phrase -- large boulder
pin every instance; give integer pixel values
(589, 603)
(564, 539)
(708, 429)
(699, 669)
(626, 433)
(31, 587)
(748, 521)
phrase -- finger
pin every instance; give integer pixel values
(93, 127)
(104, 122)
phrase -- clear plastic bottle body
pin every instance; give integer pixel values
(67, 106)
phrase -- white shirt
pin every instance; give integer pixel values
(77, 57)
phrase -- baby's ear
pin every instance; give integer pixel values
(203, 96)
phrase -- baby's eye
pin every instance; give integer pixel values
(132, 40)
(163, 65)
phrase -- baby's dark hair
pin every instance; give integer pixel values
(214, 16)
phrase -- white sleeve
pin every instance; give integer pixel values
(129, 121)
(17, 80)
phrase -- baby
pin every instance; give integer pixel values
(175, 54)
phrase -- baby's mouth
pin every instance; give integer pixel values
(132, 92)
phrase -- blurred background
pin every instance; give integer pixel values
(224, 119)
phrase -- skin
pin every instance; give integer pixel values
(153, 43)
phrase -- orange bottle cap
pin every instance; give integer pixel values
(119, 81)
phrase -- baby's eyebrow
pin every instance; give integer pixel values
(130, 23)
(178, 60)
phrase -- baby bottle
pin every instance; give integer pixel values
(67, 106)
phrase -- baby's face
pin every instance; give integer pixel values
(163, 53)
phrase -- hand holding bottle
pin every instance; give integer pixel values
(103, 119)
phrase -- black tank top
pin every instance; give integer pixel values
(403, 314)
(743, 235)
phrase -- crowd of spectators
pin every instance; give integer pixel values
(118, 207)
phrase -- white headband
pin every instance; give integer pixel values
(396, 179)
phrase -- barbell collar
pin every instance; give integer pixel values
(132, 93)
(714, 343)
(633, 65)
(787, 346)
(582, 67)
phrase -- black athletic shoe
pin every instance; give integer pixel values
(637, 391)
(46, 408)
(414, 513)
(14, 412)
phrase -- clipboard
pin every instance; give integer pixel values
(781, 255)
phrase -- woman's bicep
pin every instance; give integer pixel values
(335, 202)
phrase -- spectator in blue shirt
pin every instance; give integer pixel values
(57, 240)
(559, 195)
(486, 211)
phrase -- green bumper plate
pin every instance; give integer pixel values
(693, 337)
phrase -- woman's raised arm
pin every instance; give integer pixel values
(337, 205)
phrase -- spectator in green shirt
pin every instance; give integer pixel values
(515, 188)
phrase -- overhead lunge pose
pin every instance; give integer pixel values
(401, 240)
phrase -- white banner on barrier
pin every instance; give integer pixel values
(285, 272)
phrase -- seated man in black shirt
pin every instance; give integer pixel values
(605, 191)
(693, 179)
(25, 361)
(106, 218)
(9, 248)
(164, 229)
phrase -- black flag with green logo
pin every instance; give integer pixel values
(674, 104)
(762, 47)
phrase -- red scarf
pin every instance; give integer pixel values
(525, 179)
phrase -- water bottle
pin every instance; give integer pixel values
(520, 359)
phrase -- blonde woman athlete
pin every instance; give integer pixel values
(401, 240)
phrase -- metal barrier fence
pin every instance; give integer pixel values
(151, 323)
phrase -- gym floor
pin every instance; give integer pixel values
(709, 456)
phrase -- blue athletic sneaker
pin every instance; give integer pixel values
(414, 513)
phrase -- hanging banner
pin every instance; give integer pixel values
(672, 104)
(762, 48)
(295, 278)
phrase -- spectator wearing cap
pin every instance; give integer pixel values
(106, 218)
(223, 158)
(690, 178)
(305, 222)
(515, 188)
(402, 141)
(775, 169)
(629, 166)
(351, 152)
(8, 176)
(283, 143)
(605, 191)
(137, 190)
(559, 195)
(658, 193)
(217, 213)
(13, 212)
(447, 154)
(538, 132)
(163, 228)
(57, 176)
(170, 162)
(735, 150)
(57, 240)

What the exercise asks
Extract, verbatim, the lines from the one containing "phrase -- seated man in black shirt" through the last line of the listing above.

Reply
phrase -- seated man in black shirt
pin every instance; give integer pixel values
(605, 191)
(693, 179)
(25, 361)
(106, 218)
(9, 248)
(164, 229)
phrase -- black flag with green logo
pin every instance; give integer pixel values
(674, 104)
(762, 47)
phrase -- red scarf
pin every instance; give integer pixel values
(525, 179)
phrase -- water bottle
pin every instance; give integer pixel values
(520, 359)
phrase -- blonde woman athlete
pin every instance; give integer pixel values
(401, 240)
phrase -- metal barrier fence
pin every instance; give integer pixel values
(151, 323)
phrase -- gym floor
pin every instance; give integer pixel values
(709, 456)
phrase -- blue athletic sneaker
pin every instance; give integer pixel values
(414, 513)
phrase -- hanging banner
pin every instance; give integer pixel values
(672, 104)
(762, 48)
(295, 278)
phrase -- spectator wearing cap
pin every instance; give integer pixel values
(106, 218)
(223, 158)
(690, 178)
(305, 222)
(515, 188)
(402, 141)
(775, 169)
(629, 166)
(351, 152)
(8, 176)
(283, 143)
(605, 191)
(137, 190)
(559, 195)
(658, 193)
(217, 213)
(13, 212)
(447, 154)
(538, 132)
(163, 228)
(57, 176)
(170, 162)
(735, 150)
(57, 240)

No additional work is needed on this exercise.